Stored data entries:
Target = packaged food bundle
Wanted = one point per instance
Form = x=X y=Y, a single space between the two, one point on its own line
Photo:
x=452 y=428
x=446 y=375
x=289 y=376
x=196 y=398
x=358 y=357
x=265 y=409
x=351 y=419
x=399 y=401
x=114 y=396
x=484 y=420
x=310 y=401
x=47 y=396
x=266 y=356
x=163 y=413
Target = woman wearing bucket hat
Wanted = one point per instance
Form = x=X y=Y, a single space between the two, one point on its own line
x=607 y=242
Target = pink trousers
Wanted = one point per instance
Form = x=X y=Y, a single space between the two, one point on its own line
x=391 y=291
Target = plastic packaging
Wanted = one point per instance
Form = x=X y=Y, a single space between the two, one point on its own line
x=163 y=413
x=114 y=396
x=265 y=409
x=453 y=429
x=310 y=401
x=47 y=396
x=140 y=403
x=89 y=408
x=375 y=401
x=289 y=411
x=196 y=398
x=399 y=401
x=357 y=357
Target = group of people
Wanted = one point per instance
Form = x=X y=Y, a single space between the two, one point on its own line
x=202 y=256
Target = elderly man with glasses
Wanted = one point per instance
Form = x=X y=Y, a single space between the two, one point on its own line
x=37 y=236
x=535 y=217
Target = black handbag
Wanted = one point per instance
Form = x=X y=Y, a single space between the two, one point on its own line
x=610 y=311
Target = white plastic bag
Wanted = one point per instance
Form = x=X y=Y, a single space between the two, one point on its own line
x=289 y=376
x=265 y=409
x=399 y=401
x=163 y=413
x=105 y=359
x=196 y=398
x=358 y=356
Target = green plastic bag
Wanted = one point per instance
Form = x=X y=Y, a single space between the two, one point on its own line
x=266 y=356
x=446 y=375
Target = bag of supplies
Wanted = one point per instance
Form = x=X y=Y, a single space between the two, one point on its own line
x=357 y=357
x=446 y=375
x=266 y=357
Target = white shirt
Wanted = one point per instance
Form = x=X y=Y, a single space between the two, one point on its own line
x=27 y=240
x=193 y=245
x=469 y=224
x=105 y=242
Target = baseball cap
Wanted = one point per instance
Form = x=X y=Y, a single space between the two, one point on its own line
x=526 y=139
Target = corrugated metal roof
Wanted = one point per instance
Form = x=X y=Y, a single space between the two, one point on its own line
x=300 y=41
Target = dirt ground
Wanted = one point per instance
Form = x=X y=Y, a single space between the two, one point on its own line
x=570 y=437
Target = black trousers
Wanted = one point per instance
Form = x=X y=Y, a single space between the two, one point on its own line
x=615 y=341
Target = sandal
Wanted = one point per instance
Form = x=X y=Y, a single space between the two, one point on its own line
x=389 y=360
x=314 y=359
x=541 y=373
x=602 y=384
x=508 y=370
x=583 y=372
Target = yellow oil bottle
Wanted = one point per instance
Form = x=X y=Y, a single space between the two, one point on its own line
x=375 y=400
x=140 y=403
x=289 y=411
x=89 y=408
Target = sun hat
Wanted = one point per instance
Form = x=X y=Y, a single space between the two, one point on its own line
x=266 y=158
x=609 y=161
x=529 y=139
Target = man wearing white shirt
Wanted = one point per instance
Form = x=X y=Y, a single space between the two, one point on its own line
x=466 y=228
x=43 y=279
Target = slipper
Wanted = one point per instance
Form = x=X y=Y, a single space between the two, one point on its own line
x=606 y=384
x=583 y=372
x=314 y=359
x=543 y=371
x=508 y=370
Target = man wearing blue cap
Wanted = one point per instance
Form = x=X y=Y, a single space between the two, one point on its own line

Required action ::
Only the lines from the one containing "Target = sandal" through the last line above belong in your answer. Retype them exactly.

Response for this exercise ::
Target = sandal
Wanted = one point per instance
Form = x=X y=Y, a single space between the two, one point on its own line
x=389 y=360
x=314 y=359
x=541 y=373
x=602 y=384
x=508 y=370
x=583 y=372
Target = yellow oil bottle
Wanted = one point per instance
Form = x=X y=Y, a single space between the two, one point on its own line
x=375 y=400
x=140 y=403
x=289 y=411
x=89 y=408
Target = sun hat
Wanted = one point per instance
Form = x=X y=Y, a single space between the two, one point on its own line
x=266 y=158
x=609 y=161
x=529 y=139
Target = man wearing white shirt
Wanted = one point per instance
Form = x=X y=Y, a single space between the two, one point on its own line
x=466 y=228
x=43 y=279
Target = slipper
Wanted = one point per instance
Form = x=X y=Y, a single space between the two, one point on its own line
x=606 y=384
x=583 y=372
x=314 y=359
x=543 y=371
x=508 y=370
Target = man wearing blue cap
Wanted = one point per instance
Form = x=X y=Y, a single space between the two, one point on its own line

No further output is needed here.